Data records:
┌──

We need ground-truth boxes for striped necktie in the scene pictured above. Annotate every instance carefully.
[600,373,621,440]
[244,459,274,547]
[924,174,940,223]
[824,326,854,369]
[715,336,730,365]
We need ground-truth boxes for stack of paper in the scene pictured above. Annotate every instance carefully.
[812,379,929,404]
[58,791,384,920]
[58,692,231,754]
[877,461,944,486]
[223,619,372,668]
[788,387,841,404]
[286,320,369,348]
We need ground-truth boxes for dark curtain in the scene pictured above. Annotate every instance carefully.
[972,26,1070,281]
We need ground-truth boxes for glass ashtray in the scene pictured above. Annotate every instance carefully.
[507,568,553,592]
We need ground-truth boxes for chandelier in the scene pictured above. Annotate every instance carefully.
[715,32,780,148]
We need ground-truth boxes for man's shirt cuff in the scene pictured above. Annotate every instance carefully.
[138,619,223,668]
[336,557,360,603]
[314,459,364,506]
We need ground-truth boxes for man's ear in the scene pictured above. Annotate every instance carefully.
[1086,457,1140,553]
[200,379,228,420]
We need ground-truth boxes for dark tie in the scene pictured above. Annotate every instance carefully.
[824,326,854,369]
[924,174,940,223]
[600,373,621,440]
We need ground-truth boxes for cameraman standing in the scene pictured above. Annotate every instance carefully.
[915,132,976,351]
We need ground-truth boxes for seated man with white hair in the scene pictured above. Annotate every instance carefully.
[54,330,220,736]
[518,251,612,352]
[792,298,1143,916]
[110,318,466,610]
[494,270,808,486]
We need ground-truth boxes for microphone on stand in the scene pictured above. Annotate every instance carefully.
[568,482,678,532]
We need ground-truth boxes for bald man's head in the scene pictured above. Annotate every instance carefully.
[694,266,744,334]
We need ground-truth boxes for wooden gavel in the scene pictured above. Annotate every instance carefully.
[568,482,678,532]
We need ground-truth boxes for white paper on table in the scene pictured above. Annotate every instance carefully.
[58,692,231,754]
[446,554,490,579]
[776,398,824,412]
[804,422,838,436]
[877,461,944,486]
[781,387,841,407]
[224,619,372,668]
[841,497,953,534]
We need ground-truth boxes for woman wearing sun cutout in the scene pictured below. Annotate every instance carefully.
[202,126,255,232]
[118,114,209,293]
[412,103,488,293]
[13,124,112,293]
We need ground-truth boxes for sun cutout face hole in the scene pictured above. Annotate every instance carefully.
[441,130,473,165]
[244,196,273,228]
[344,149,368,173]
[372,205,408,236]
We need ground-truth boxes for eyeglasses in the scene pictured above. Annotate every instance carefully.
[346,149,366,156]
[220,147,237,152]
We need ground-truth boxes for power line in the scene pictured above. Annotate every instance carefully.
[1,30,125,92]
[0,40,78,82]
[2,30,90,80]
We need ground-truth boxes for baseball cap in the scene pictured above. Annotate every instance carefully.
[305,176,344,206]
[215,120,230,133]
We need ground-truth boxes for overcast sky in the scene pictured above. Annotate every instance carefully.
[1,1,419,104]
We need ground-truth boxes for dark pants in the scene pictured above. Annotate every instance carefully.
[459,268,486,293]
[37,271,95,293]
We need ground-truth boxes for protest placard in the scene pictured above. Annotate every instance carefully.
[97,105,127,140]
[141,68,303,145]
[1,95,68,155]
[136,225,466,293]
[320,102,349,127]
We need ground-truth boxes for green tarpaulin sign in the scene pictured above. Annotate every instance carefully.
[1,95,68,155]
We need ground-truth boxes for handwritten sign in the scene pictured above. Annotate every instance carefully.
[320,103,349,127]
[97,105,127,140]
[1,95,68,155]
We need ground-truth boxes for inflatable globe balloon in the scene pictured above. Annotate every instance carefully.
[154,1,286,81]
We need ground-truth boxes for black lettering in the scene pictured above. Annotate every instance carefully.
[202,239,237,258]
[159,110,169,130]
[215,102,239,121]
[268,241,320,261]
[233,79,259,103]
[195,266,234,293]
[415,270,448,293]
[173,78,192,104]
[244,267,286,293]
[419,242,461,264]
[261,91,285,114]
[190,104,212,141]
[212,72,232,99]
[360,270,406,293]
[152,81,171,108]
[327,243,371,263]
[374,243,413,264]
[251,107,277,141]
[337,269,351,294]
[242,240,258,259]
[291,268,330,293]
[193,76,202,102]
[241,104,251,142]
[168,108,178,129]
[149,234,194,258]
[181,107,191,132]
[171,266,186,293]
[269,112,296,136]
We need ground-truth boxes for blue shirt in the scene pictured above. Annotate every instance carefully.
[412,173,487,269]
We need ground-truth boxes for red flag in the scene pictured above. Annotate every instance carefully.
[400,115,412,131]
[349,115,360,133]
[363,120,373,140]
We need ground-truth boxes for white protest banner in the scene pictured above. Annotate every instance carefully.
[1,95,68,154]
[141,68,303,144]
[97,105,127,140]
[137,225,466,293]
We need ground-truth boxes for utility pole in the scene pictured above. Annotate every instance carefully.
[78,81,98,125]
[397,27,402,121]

└──

The problem: Change every "ground-truth boxes" in the data records above to "bounding boxes", and reproduce all the lines otherwise unchanged.

The answer:
We need bounding boxes for striped necktie in the scene pictured above. Annotate every instance carefully.
[600,373,621,440]
[244,459,274,547]
[924,174,940,223]
[824,326,854,369]
[715,336,730,365]
We need bounding boxes for stack of paper in the scene pictured above. Annotate every instance carefully.
[812,379,929,404]
[58,791,384,920]
[58,692,231,754]
[877,461,944,486]
[223,619,372,668]
[788,387,841,404]
[286,320,369,348]
We need bounding boxes for dark curtain in the scene pictured above. Annotate every instance carefully.
[972,26,1070,281]
We need bounding boxes for glass ashtray in the scene pictured above. Annotate every instance carefully.
[507,568,553,592]
We need bounding boxes for chandelier in the scene pictured above. Annotate every instance carefully.
[715,32,780,148]
We need bounding boxes for man's shirt cuff in the scene pictured above. Annotate every instance carefully.
[138,619,223,668]
[336,557,360,603]
[314,459,364,506]
We need bounding boxes for man's ear in the scene pictured above. Annotate every instance carefully.
[1086,457,1140,553]
[200,379,228,420]
We need bounding boxes for dark tie in the scene pictured above. Annotate every instance carefully.
[824,326,854,369]
[924,174,940,223]
[600,373,621,440]
We need bounding boxes for cameraman standing in the scene pictured above. Annotate every instance carefully.
[915,132,976,351]
We need bounding boxes for seated man with white hair in the scene pictured above. Annotate every instance carefully.
[54,330,220,736]
[518,251,612,352]
[792,298,1143,916]
[110,318,466,610]
[494,270,808,486]
We need bounding boxes for microphone on stand in the scene pictured above. Annotate every instance carefully.
[568,482,678,532]
We need bounding boxes for bald man's head in the scene pictured above. Annotate every instance carefully.
[694,266,744,334]
We need bounding boxes for wooden gavel in the scene pictured above. Annotate every instance carefully.
[568,482,678,532]
We need bounding boxes for white paper on table in the scene pictured above. Annotate every instance carefully.
[58,692,231,754]
[446,554,490,579]
[776,398,824,412]
[804,422,838,436]
[877,461,944,486]
[781,387,841,407]
[224,619,372,668]
[841,497,953,534]
We need bounding boxes for woman wearing sun cutout in the scene pictured below. Annotate every instance carefully.
[202,126,255,232]
[118,114,209,293]
[412,103,488,293]
[13,124,112,293]
We need bounding boxes for sun cutout face hole in the scene pictured above. Annotate every instance carefully.
[441,130,473,165]
[244,196,273,228]
[344,149,368,173]
[372,205,408,236]
We need bounding boxes for eyeglasses in the scene pictured above. Annotate every instance carefully.
[346,149,366,156]
[220,147,237,152]
We need bounding boxes for power line in the scene pictured above. Annotate every instance carefully.
[1,30,125,92]
[0,40,78,82]
[2,30,90,80]
We need bounding boxes for baseball cap in the scene pictured above. Annotate every instance carefully.
[305,176,344,206]
[215,120,230,133]
We need bounding boxes for overcast sky in the scene pictured above. Annotate every instance carefully.
[1,1,419,104]
We need bounding boxes for dark pants in the scene pictured above. Annotate every instance carefully.
[459,268,486,293]
[37,271,95,293]
We need bounding boxes for protest placard in the scene pictured above. Annotate every instance carefully.
[97,105,127,140]
[141,68,303,145]
[1,95,68,155]
[136,225,466,293]
[320,102,349,127]
We need bounding boxes for green tarpaulin sign in the scene pictured above. Annotate every instance carefully.
[1,95,68,155]
We need bounding boxes for handwritten sign in the scene pictured above. Annotate every instance carefully.
[320,103,349,127]
[97,105,127,140]
[1,95,68,155]
We need bounding boxes for inflatable globe balloon in the scene pictured above. Annotate every instance carefully.
[154,1,286,81]
We need bounding boxes for black lettering in the scene pictured above. Annotate every instance carefully.
[202,239,237,258]
[159,110,169,130]
[215,102,239,121]
[268,241,320,261]
[233,79,259,103]
[195,266,234,293]
[415,270,448,293]
[173,78,192,104]
[244,267,286,293]
[419,242,461,264]
[261,91,285,114]
[190,104,212,141]
[212,72,232,99]
[360,270,406,293]
[152,81,171,108]
[327,243,371,263]
[374,243,413,264]
[251,107,277,141]
[337,269,351,294]
[242,240,258,259]
[291,268,330,293]
[193,76,202,102]
[241,104,251,142]
[168,108,178,129]
[149,234,194,258]
[181,107,191,132]
[171,266,186,293]
[269,112,296,136]
We need bounding boxes for blue shirt in the scene pictured above. Annotate every instance carefully.
[412,173,487,269]
We need bounding boxes for red flag in the scene pictured above. Annotate every instance carefully.
[400,115,412,131]
[349,115,360,133]
[363,120,373,140]
We need bounding boxes for white protest banner in the scene pictured above. Annotate every instance carefully.
[1,95,68,154]
[141,68,303,144]
[97,105,127,140]
[137,225,466,293]
We need bounding boxes for utility pole in the scene pictured above. Annotate every instance carefully.
[78,81,98,125]
[397,27,402,121]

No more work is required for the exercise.